# PROBLEM TO WORK ON:
Gather all lines in the entries below that include the word "backpack".

----

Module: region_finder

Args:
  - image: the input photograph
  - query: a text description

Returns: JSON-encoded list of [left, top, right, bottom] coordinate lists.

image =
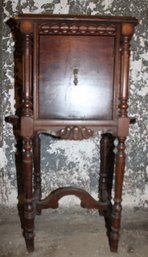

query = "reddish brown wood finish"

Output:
[[10, 14, 138, 253]]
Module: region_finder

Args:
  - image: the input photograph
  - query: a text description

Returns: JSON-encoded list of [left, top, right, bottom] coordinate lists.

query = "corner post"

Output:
[[110, 23, 135, 252], [20, 20, 34, 252]]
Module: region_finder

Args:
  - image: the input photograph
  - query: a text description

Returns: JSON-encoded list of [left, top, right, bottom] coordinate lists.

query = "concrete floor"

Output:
[[0, 206, 148, 257]]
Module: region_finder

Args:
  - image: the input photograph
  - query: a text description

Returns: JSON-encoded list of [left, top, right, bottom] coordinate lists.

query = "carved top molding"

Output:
[[14, 14, 138, 35], [39, 23, 116, 36]]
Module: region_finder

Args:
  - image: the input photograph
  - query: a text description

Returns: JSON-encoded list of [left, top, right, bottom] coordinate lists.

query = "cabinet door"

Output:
[[38, 35, 115, 120]]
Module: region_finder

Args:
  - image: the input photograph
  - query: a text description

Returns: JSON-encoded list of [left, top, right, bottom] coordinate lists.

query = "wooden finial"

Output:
[[122, 23, 134, 37], [20, 20, 33, 33]]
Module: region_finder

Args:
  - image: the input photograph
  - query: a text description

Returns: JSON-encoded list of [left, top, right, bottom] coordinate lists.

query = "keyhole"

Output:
[[73, 68, 79, 86]]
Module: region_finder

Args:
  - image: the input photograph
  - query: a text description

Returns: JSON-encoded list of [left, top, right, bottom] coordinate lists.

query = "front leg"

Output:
[[23, 136, 34, 252], [110, 137, 126, 252], [99, 133, 115, 211], [33, 133, 42, 215]]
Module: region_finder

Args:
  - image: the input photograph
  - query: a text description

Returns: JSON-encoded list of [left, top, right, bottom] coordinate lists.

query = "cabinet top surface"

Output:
[[14, 14, 138, 24]]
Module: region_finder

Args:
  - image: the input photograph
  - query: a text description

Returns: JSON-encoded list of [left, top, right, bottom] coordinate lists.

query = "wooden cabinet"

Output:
[[10, 14, 138, 252]]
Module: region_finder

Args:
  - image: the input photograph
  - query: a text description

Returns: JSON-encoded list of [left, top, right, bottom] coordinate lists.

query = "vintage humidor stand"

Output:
[[8, 14, 138, 253]]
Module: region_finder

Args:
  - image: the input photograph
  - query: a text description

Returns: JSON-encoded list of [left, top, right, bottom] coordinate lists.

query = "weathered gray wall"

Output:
[[0, 0, 148, 207]]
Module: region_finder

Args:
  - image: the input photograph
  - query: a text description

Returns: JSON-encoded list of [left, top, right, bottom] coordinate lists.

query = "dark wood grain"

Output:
[[39, 35, 114, 120]]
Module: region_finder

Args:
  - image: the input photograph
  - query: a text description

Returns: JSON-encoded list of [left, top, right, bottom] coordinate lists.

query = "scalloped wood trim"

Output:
[[56, 126, 94, 140]]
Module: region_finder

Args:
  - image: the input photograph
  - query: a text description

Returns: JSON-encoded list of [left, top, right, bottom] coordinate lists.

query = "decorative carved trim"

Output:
[[36, 187, 108, 211], [39, 23, 116, 35], [56, 126, 94, 140]]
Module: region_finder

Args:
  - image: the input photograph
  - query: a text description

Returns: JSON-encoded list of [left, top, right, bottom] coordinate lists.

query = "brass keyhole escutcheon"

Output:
[[73, 68, 79, 86]]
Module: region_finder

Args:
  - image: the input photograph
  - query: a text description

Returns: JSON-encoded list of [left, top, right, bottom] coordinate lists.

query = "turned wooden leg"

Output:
[[106, 136, 115, 202], [33, 133, 42, 215], [110, 137, 126, 252], [99, 132, 115, 249], [99, 133, 115, 213], [16, 137, 25, 230], [23, 137, 34, 252]]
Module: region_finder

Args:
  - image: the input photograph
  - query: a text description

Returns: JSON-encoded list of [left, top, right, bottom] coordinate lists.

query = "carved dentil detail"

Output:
[[39, 23, 116, 35]]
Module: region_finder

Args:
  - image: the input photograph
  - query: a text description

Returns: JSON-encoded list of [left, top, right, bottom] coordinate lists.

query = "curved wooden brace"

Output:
[[36, 187, 108, 211]]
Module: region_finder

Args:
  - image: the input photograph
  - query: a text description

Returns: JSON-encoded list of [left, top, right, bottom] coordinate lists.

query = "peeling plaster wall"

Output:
[[0, 0, 148, 207]]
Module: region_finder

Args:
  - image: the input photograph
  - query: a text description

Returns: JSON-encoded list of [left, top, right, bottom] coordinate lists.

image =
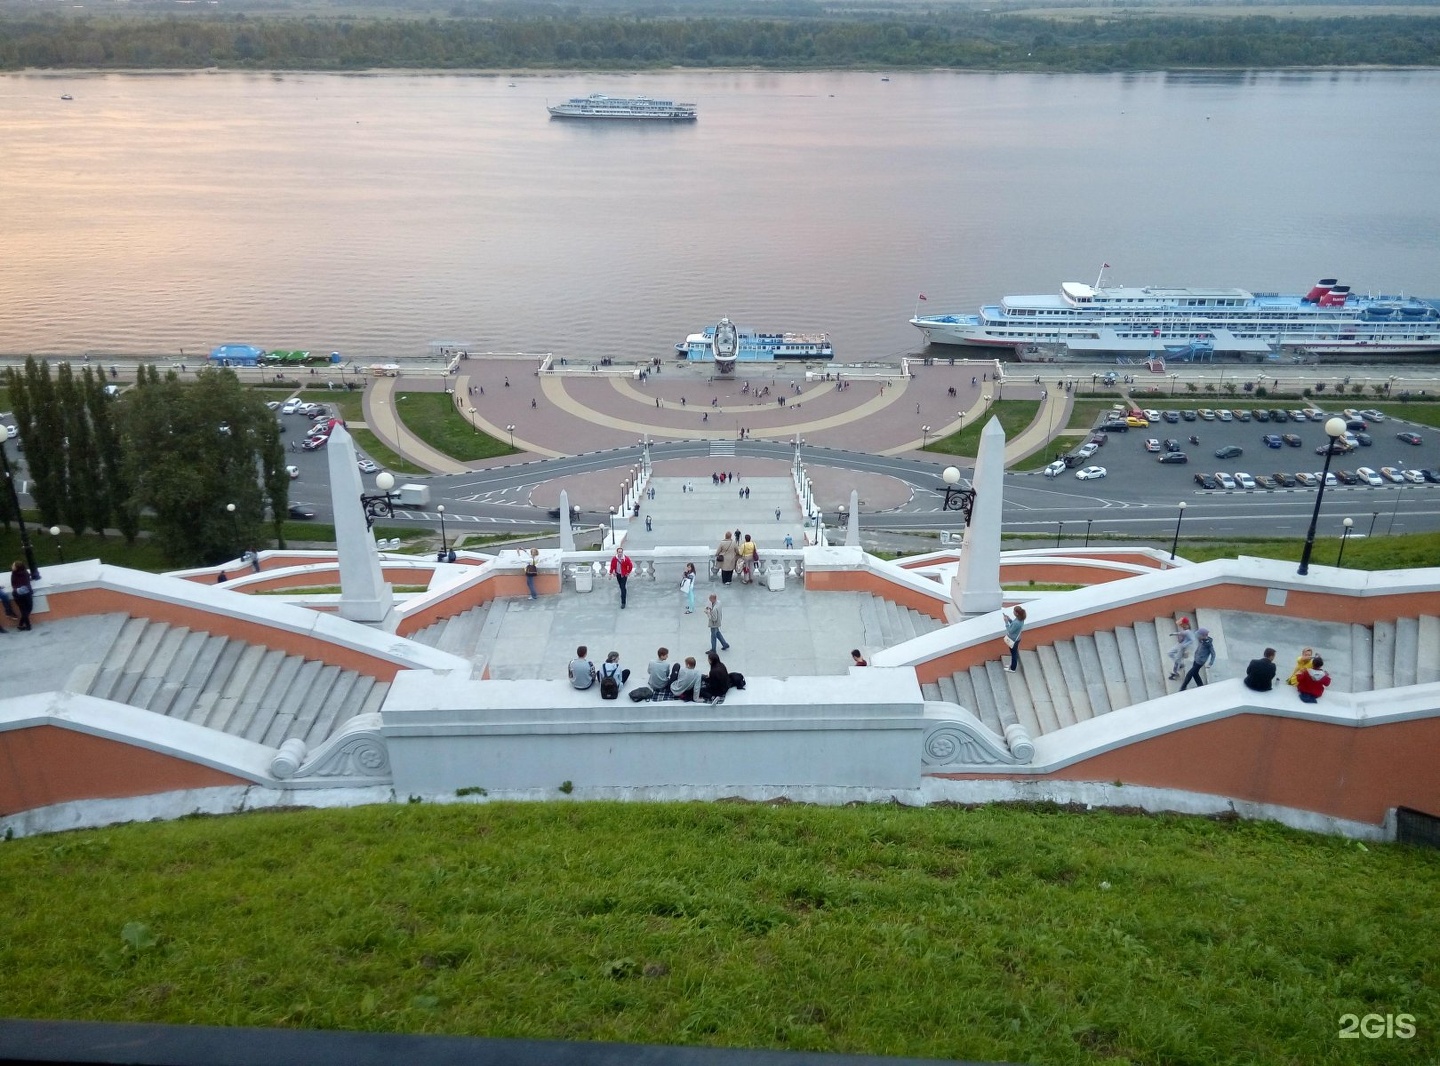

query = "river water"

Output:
[[3, 69, 1439, 361]]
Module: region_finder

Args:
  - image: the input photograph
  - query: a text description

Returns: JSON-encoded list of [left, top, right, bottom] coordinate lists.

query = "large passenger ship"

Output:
[[547, 94, 697, 121], [911, 272, 1440, 362], [676, 319, 833, 374]]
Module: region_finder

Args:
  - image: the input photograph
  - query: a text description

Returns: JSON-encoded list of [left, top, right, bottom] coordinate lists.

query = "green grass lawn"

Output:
[[348, 427, 428, 477], [395, 391, 518, 463], [2, 802, 1435, 1065], [923, 400, 1039, 459]]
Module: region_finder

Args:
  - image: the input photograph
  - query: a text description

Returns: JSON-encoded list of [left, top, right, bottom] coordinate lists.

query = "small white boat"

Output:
[[60, 93, 73, 101]]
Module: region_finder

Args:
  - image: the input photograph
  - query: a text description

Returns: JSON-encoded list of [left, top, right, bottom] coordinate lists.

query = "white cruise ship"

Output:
[[547, 93, 697, 121], [676, 319, 833, 374], [911, 272, 1440, 362]]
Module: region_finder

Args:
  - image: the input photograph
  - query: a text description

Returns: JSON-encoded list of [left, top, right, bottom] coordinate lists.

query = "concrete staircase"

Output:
[[859, 593, 945, 652], [80, 615, 389, 748], [407, 602, 497, 671], [921, 611, 1440, 739]]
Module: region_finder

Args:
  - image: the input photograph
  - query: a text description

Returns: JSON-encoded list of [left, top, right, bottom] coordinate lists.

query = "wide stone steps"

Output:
[[408, 604, 495, 671], [857, 593, 945, 653], [920, 611, 1439, 740], [85, 616, 387, 748]]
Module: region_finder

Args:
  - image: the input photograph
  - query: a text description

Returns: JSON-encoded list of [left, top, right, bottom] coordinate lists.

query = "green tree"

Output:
[[4, 359, 67, 528], [55, 363, 104, 537], [118, 367, 286, 565], [84, 367, 139, 543]]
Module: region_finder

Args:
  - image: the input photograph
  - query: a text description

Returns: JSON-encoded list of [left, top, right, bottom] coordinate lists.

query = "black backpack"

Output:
[[599, 664, 621, 700], [728, 671, 746, 691]]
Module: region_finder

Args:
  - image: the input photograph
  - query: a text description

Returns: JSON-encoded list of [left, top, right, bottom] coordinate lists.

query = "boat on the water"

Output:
[[547, 93, 697, 121], [676, 319, 833, 373], [911, 270, 1440, 362]]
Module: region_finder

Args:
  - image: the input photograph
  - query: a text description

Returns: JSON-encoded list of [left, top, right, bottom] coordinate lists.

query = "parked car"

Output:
[[1380, 467, 1406, 483], [1421, 469, 1440, 484], [1077, 442, 1100, 459], [1164, 438, 1182, 452], [1158, 452, 1189, 464], [1194, 472, 1218, 489], [1234, 409, 1251, 422], [1345, 418, 1368, 432], [1316, 440, 1354, 456], [1320, 471, 1338, 486], [1087, 434, 1108, 448], [1402, 469, 1426, 484], [285, 464, 300, 479], [1217, 409, 1233, 422], [1044, 459, 1067, 478], [1198, 409, 1216, 421], [1253, 475, 1275, 489], [1360, 409, 1386, 422], [1214, 445, 1243, 459], [1100, 420, 1130, 433], [357, 458, 380, 473], [1273, 472, 1298, 487], [1181, 410, 1198, 422], [1282, 434, 1303, 447], [280, 398, 302, 415], [1397, 431, 1423, 445], [265, 400, 281, 411], [1075, 465, 1107, 481], [1253, 409, 1271, 422], [1356, 467, 1384, 486], [1288, 410, 1308, 422], [1235, 472, 1256, 490], [1263, 434, 1283, 448], [1355, 432, 1373, 446], [301, 435, 328, 451], [1335, 470, 1360, 485], [287, 502, 317, 519], [1162, 410, 1180, 423], [1270, 409, 1289, 422], [1125, 416, 1149, 428], [1294, 472, 1317, 486], [1144, 409, 1161, 423], [1215, 472, 1238, 489], [1144, 438, 1161, 453]]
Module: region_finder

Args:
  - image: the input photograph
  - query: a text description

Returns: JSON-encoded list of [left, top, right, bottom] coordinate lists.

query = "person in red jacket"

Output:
[[1295, 655, 1331, 704], [608, 547, 634, 609]]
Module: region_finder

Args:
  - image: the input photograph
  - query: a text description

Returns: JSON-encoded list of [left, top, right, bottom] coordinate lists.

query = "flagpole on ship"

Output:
[[914, 292, 927, 319], [1094, 263, 1110, 289]]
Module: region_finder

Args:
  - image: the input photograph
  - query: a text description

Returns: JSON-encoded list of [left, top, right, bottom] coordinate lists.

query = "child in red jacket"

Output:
[[1295, 656, 1331, 704]]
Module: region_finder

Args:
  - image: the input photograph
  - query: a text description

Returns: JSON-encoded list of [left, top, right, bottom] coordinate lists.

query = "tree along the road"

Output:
[[119, 366, 288, 565], [5, 359, 137, 541]]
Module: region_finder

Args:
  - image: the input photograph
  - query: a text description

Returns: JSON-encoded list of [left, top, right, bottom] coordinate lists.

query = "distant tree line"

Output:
[[3, 362, 287, 565], [3, 11, 1440, 71]]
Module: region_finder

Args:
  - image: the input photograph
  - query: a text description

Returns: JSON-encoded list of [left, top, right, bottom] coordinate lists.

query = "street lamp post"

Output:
[[1298, 416, 1348, 576], [49, 525, 63, 563], [506, 424, 516, 448], [921, 425, 931, 448], [1337, 517, 1354, 566], [225, 503, 238, 558], [1055, 521, 1064, 548], [941, 466, 976, 525], [1169, 501, 1187, 560], [436, 504, 447, 556], [361, 471, 399, 529], [1085, 518, 1093, 547], [0, 425, 40, 580], [608, 506, 617, 544]]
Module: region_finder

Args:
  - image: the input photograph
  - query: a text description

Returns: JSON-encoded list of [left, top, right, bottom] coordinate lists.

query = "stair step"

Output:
[[1418, 616, 1440, 685], [268, 663, 342, 746], [193, 641, 247, 729], [112, 621, 172, 705], [360, 681, 389, 717], [982, 661, 1020, 730], [1131, 621, 1166, 703], [936, 674, 960, 705], [207, 644, 268, 734], [1036, 645, 1075, 729], [128, 626, 190, 710], [306, 670, 362, 744], [1017, 649, 1058, 734], [170, 635, 230, 722], [1054, 641, 1092, 721], [1349, 624, 1374, 692], [225, 649, 288, 740], [967, 666, 1004, 735], [148, 630, 209, 716], [896, 606, 919, 643], [1372, 620, 1396, 690], [1093, 630, 1130, 712], [858, 595, 884, 649], [1073, 634, 1112, 716], [1393, 617, 1418, 688], [1113, 626, 1148, 707], [920, 681, 942, 703]]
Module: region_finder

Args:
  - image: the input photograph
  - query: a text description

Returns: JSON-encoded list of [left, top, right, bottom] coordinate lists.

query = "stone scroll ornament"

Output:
[[272, 713, 392, 784], [921, 717, 1034, 766]]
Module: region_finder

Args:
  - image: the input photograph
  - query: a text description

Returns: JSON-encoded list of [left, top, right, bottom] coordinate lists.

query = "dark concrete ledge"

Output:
[[0, 1019, 1010, 1066]]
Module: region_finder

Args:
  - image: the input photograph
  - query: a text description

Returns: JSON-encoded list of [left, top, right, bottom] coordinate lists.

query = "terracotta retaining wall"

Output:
[[0, 725, 247, 817], [42, 589, 404, 681], [932, 712, 1440, 827], [916, 583, 1439, 685], [804, 568, 949, 621], [394, 572, 554, 637]]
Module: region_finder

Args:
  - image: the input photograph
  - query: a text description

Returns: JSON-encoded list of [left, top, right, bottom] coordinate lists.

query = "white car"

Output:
[[285, 464, 300, 479], [1380, 466, 1406, 483], [1198, 408, 1216, 421], [1077, 442, 1100, 459], [1217, 409, 1233, 422], [1235, 472, 1256, 490], [357, 458, 380, 474], [1289, 410, 1308, 422], [1215, 472, 1237, 489], [281, 398, 302, 415], [1143, 409, 1160, 423], [265, 400, 281, 411], [1144, 438, 1161, 453], [1402, 469, 1426, 484], [1043, 459, 1066, 478], [1357, 467, 1383, 486], [1075, 466, 1107, 481], [1360, 409, 1386, 422]]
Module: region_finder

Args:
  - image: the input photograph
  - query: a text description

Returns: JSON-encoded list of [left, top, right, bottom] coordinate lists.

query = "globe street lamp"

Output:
[[225, 503, 238, 557], [921, 425, 931, 448], [1337, 517, 1354, 566], [0, 425, 40, 580], [506, 424, 516, 448], [1169, 501, 1187, 560], [361, 471, 399, 529], [436, 504, 447, 555], [941, 466, 976, 524], [49, 525, 64, 563], [1298, 416, 1348, 575]]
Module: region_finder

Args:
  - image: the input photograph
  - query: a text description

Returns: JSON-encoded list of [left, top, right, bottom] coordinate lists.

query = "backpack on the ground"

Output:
[[628, 685, 653, 702], [728, 672, 746, 691]]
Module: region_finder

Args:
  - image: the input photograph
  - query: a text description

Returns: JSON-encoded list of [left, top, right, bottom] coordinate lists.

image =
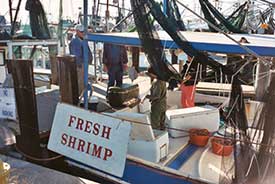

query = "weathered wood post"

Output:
[[48, 45, 59, 85], [57, 55, 79, 105], [8, 59, 41, 157]]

----

# SOLUTION TO THIS EXERCISE:
query = "black backpack"
query = "backpack on the ground"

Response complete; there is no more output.